Goal => Collect every line in the listing below that contains the word "Target", and copy each one out in full.
>>>>
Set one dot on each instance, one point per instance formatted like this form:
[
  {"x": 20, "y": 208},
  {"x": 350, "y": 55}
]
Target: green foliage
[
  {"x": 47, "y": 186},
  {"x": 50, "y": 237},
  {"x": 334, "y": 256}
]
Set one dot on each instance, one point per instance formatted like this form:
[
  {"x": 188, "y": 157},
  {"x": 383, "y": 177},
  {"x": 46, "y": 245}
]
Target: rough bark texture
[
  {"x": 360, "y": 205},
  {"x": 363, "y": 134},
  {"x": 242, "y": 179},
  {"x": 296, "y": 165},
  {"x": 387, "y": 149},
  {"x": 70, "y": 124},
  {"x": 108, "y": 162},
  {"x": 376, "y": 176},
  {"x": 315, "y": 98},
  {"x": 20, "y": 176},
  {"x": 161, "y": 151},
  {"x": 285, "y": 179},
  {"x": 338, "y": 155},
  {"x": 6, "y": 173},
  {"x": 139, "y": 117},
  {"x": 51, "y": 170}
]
<<<<
>>>>
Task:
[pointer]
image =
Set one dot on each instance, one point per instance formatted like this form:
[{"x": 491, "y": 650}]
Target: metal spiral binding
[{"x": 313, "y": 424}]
<<<<
Answer in full =>
Target: green foliage
Target: rough bark texture
Target: metal spiral binding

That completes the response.